HOME ON DISPLAY

Ketty Mora

Figure 1:Home inspections by visitors at University Homes, 1937 (University Homes Records, 2013.00412, Atlanta Housing Archives, Housing Authority of the City of Atlanta).

On April 4, 1937, hundreds of visitors toured the apartments and facilities of University Homes in Atlanta, one of the first two fully federally funded public housing projects in the United States [Figure 1].[1] 

University Homes, and its white counterpart across the city, Techwood Homes, had already received ample attention from the time their construction was approved by the US federal government in 1933. This attention did not diminish with their completion, but instead continued and increased through a carefully crafted publicity strategy by the federal government, the Atlanta Housing Authority, public relation firms, and the media that was intended to shape how these projects and their residents were viewed by the public: as national symbols of successful public housing and modern design.

The scrutiny these housing projects and their residents would endure was felt early on. The housing manager of Techwood Homes, K. S. McAllister, welcomed new tenants by making them aware that “everyone is watching our progress.”[2] Similarly, new tenants at University Homes received a letter from the project manager, Alonzo Moron, that warned them of “the high standards which we must maintain at University Homes.” [3]

A political agenda hyper-mediatized the events surrounding the approval and construction of the Atlanta housing projects, making them responsible to prove within the U.S. context the effectiveness of modernist and public housing concepts and forms that had circulated internationally since the end of the 19th century. The heightened visibility foisted on the residents of these projects needs to be analyzed within the context of a culture of display that facilitated the development of new ways of looking at housing, and more specifically housing for low-income groups.

Task goal –
Please repeat the passage from the text on Atlanta's early public housing, starting at "Figure 1:Home inspections" and ending at "City of Atlanta).".

Provided information –
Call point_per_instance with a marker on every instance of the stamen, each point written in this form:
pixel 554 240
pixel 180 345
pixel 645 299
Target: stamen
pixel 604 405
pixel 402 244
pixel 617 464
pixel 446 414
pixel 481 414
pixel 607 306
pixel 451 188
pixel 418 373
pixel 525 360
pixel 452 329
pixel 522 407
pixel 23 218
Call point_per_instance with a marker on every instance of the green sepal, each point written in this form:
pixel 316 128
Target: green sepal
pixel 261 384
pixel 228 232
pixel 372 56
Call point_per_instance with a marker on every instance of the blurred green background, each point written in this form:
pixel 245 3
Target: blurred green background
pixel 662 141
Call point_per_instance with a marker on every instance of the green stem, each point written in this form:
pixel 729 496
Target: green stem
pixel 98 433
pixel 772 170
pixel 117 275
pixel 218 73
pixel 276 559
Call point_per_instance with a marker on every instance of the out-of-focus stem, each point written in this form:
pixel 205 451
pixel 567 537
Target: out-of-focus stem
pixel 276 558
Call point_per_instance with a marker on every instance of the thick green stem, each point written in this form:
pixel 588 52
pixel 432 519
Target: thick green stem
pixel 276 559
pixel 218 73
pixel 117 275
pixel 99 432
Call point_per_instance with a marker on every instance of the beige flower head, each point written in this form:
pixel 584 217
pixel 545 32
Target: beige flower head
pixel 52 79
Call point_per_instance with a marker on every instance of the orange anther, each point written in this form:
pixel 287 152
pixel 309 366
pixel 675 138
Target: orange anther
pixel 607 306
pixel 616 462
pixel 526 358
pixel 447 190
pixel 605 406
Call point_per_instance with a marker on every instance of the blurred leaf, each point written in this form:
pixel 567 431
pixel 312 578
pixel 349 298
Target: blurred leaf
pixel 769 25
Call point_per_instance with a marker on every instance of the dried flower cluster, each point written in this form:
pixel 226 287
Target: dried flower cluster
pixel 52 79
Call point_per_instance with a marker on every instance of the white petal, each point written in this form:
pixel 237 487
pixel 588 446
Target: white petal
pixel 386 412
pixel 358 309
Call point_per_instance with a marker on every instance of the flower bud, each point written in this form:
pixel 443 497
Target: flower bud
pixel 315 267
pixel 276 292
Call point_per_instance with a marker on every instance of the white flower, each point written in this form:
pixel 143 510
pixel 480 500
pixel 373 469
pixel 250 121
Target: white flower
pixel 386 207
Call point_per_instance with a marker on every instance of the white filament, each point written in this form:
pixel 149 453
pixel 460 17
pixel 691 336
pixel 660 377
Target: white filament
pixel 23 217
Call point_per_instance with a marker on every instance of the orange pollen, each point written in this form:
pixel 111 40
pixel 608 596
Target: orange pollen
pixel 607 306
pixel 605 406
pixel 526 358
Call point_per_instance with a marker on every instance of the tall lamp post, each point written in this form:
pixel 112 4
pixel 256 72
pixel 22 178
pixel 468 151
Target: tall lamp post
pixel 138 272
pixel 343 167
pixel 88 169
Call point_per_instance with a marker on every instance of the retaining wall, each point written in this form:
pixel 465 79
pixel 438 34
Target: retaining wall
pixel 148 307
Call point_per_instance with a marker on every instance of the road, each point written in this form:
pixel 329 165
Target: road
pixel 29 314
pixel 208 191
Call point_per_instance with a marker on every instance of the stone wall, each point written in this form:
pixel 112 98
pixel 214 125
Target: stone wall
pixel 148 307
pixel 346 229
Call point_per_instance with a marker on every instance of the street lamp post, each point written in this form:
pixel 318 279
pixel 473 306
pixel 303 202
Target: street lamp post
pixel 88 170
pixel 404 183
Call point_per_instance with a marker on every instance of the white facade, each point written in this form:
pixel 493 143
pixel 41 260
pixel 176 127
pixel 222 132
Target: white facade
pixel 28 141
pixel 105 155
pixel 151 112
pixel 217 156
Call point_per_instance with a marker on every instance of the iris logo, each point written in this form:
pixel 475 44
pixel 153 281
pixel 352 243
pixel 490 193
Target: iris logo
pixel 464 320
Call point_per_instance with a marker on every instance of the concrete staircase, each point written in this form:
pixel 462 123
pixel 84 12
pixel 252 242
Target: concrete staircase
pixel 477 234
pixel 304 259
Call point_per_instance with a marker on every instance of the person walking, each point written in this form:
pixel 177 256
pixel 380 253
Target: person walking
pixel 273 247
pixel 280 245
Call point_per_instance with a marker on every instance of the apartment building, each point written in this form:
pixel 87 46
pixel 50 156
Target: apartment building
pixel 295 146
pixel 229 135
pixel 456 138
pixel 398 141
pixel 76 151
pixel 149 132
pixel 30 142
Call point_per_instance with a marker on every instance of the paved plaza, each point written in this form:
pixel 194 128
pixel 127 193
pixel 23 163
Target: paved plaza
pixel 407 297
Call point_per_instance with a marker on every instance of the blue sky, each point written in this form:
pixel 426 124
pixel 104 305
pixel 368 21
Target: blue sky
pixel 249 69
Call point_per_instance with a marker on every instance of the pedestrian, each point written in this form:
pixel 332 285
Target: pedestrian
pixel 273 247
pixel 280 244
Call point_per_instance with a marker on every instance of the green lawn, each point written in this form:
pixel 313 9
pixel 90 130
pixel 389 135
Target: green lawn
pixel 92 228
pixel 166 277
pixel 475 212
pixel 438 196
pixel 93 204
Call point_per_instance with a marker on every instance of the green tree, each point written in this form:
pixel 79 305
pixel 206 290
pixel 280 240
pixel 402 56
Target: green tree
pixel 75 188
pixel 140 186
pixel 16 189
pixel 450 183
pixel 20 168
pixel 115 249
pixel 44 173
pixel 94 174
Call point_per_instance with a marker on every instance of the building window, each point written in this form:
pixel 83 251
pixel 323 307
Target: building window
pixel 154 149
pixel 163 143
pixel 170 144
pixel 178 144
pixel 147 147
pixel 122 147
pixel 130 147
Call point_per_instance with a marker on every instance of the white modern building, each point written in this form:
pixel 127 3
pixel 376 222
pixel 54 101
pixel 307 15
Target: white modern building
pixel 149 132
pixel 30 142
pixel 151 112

Task answer –
Figure 1:Home inspections by visitors at University Homes, 1937 (University Homes Records, 2013.00412, Atlanta Housing Archives, Housing Authority of the City of Atlanta).